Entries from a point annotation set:
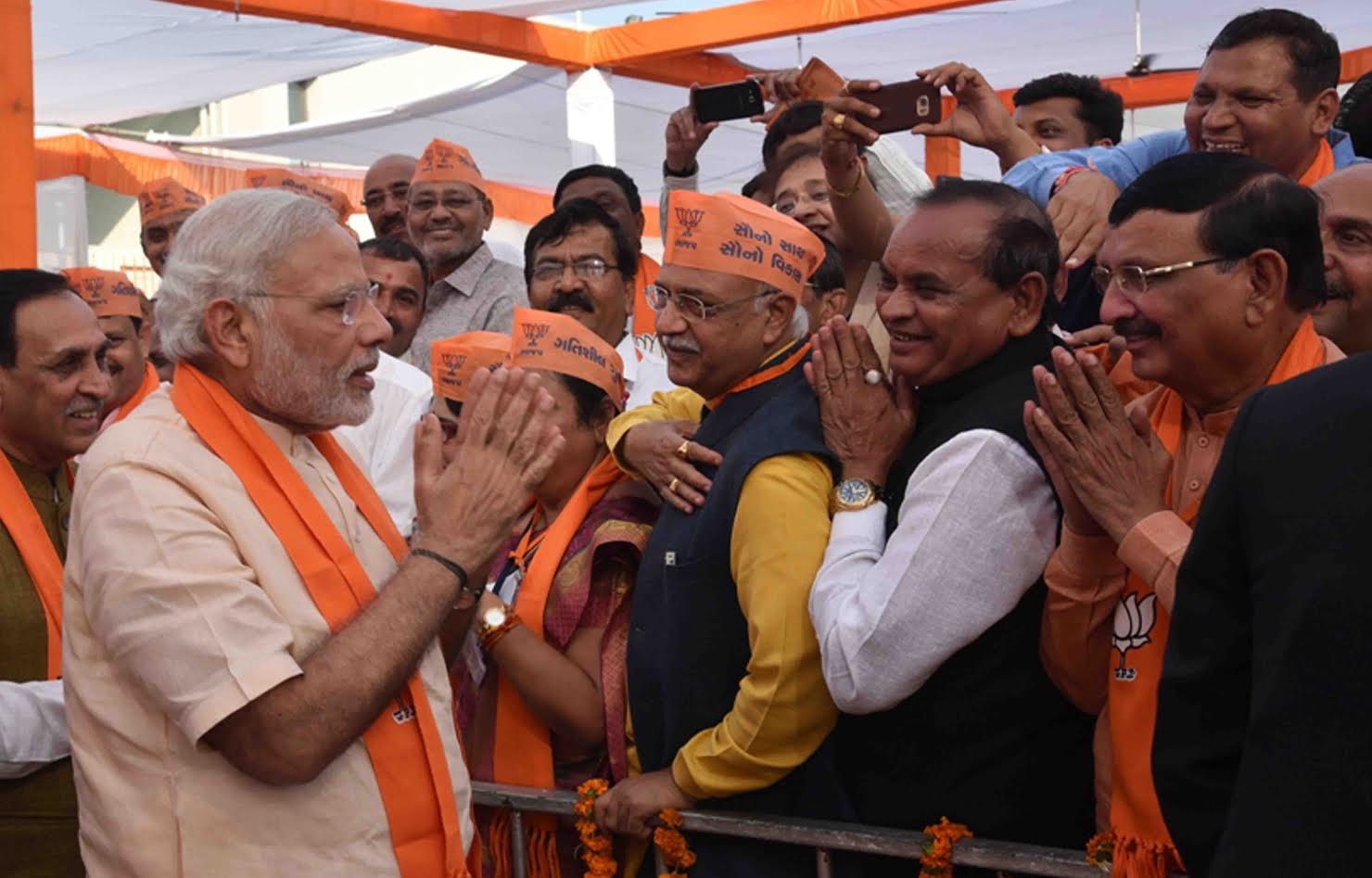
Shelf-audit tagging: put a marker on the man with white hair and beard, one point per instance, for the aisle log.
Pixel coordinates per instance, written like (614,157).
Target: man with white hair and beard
(251,667)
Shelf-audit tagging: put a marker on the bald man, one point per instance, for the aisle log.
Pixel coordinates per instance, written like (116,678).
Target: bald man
(1346,223)
(385,191)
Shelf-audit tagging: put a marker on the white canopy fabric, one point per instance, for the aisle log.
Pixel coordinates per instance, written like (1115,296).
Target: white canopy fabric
(139,57)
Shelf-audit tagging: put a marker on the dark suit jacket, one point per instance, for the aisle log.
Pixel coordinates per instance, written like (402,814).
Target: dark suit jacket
(1263,754)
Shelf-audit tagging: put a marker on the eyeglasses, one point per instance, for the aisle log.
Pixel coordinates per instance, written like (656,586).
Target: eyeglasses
(349,303)
(398,192)
(788,206)
(451,205)
(692,308)
(591,268)
(1134,279)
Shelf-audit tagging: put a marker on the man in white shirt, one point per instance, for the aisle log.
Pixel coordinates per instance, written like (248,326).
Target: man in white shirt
(579,261)
(928,609)
(251,666)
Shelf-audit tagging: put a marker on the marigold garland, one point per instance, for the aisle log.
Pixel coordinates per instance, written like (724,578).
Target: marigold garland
(1100,851)
(597,849)
(936,859)
(668,838)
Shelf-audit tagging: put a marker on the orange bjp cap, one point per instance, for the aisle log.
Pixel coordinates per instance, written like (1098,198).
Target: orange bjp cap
(291,182)
(108,294)
(456,360)
(165,197)
(448,162)
(734,235)
(557,343)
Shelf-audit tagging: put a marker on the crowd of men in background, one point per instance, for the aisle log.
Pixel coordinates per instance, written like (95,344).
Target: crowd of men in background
(1031,503)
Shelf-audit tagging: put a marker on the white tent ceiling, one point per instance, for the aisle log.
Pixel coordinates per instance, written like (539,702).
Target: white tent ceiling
(123,57)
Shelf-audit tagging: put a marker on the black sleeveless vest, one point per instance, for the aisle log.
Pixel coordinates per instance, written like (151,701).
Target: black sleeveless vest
(688,643)
(988,740)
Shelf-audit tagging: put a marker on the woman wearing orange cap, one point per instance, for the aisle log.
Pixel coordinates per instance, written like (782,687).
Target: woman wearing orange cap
(540,681)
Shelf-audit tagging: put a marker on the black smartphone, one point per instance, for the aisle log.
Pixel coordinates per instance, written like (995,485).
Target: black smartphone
(903,106)
(736,100)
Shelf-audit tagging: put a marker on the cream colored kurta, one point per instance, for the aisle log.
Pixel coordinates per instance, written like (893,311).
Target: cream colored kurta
(183,606)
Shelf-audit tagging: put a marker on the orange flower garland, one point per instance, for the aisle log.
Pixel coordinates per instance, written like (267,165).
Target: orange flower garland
(936,860)
(672,844)
(1100,851)
(597,848)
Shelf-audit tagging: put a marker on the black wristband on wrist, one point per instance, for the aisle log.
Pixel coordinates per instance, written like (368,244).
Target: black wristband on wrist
(453,566)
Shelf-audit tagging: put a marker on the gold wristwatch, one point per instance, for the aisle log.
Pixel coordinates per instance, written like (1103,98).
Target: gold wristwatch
(854,494)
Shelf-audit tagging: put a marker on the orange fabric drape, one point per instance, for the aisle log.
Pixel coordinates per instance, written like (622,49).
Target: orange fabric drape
(103,163)
(403,744)
(762,376)
(1143,846)
(40,556)
(1320,168)
(150,383)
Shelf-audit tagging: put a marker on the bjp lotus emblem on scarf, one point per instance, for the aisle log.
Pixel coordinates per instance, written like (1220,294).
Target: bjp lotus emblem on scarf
(689,219)
(1134,623)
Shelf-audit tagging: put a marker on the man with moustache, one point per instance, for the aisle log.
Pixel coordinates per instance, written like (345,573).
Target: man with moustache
(449,214)
(163,205)
(52,383)
(617,195)
(726,693)
(119,308)
(240,615)
(400,277)
(1211,272)
(1346,221)
(579,261)
(1266,89)
(386,189)
(386,440)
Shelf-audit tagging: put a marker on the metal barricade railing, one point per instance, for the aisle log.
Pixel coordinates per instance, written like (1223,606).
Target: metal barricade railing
(825,837)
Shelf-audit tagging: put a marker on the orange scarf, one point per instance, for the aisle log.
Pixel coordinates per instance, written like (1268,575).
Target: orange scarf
(1320,168)
(523,752)
(39,554)
(765,375)
(150,383)
(1143,846)
(403,744)
(645,319)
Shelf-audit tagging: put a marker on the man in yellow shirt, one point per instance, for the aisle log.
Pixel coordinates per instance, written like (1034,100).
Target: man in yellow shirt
(726,692)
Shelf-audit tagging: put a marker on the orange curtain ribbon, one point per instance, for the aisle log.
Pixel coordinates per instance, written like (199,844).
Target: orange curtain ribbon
(403,745)
(1143,846)
(40,556)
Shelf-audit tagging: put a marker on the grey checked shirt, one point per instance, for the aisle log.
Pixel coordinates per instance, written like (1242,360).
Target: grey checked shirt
(480,294)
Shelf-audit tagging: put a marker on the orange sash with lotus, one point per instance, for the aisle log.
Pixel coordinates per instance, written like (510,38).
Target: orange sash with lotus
(39,556)
(1143,846)
(403,744)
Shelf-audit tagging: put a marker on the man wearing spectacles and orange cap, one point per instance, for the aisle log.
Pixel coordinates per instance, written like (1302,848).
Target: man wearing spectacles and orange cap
(449,214)
(720,608)
(163,205)
(119,308)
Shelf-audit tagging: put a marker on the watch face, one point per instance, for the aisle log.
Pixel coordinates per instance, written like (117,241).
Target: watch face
(854,490)
(494,617)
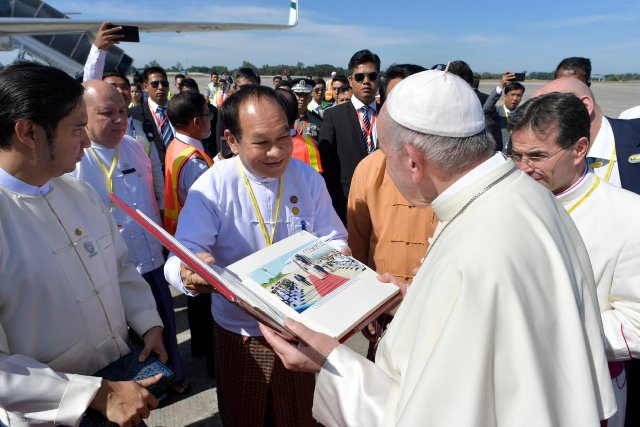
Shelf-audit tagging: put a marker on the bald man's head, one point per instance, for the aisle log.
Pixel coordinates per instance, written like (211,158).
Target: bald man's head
(582,91)
(566,85)
(576,87)
(107,113)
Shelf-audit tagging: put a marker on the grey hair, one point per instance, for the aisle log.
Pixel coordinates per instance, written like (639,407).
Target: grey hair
(449,153)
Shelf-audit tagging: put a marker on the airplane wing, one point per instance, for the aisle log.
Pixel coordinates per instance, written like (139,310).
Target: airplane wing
(42,26)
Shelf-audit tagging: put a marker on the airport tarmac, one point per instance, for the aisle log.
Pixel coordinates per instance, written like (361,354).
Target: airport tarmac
(613,97)
(200,407)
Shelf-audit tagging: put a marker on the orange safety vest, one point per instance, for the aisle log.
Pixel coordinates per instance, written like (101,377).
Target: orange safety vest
(305,149)
(177,155)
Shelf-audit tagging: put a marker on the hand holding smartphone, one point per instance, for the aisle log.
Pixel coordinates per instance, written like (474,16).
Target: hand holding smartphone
(129,33)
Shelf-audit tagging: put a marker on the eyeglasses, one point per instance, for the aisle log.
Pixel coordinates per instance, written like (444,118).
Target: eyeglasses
(155,83)
(359,77)
(533,160)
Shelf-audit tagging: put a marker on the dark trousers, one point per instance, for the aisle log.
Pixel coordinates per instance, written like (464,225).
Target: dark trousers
(164,303)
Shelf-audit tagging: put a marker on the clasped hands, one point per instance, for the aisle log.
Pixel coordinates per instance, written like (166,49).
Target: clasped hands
(127,403)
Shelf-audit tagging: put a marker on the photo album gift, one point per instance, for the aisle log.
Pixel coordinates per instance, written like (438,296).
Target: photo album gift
(300,277)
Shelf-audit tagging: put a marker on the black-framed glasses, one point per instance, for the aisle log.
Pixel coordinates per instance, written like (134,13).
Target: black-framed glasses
(359,77)
(155,83)
(535,159)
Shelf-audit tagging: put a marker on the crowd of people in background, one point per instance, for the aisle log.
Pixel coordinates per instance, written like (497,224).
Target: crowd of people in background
(524,305)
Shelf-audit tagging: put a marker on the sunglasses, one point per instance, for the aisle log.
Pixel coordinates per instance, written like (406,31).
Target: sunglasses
(359,77)
(155,83)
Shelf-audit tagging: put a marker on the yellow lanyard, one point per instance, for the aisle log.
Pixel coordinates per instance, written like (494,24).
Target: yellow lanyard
(506,114)
(583,198)
(596,165)
(267,238)
(109,172)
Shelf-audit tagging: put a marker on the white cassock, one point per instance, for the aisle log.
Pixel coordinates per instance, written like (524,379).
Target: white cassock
(218,217)
(66,297)
(501,326)
(608,219)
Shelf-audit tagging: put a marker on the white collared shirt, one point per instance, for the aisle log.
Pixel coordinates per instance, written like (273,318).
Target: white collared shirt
(12,183)
(219,218)
(602,148)
(154,107)
(373,107)
(135,188)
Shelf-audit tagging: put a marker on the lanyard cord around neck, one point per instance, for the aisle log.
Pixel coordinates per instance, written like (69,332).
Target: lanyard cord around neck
(107,172)
(267,238)
(612,159)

◆ What to produce: Give back the lines above exactly, from the one with "Shelf-audit tagging: put a marker on the black-framed" through the last line.

◆ Answer to the task:
Shelf-audit tagging: put a marker on the black-framed glasses, one point per instance, for the aisle log.
Pixel coordinates per instance, written like (134,13).
Target: black-framed glasses
(359,77)
(155,83)
(535,159)
Shelf-audit tagging: put a marker on the crowd of people in background, one point per instance, for the aisle log.
Pixel coordinates per instance, written like (497,224).
Target: crowd of people in background
(524,305)
Shelf-audit tagging: put a marker on the sunglasses, one point per instance, for the aisle log.
Pixel coordinates per instance, written like (406,31).
Target: sunglasses
(359,77)
(155,83)
Shelf-audit tagging: put a marker on the yellow lanyard, one point per instance, for the aisle log.
Pixel coordinates per instance, written like (494,24).
Target: yellow lanyard
(506,114)
(583,198)
(596,165)
(267,238)
(109,172)
Shelf-audit tagging: put a marker on the white cassock, one point per instance, for the aisle log.
Pixel coordinates per instance, written like (524,379).
Target: white cassock
(218,217)
(66,297)
(501,326)
(608,219)
Shelf-audit tagging: put a marker on the white collared shirt, one point per instance, for the aisle log.
Pixel coordinates per instance, written like (273,318).
Target: white collared shirt
(12,183)
(219,218)
(602,148)
(154,107)
(373,107)
(135,188)
Shelf-audit tagging: put a marker on the lanyard cord around neck, one point per instance, for the aisle log.
Pixel coordinates per instance, written like (69,332).
Target: lanyard cord around neck
(107,172)
(267,238)
(612,159)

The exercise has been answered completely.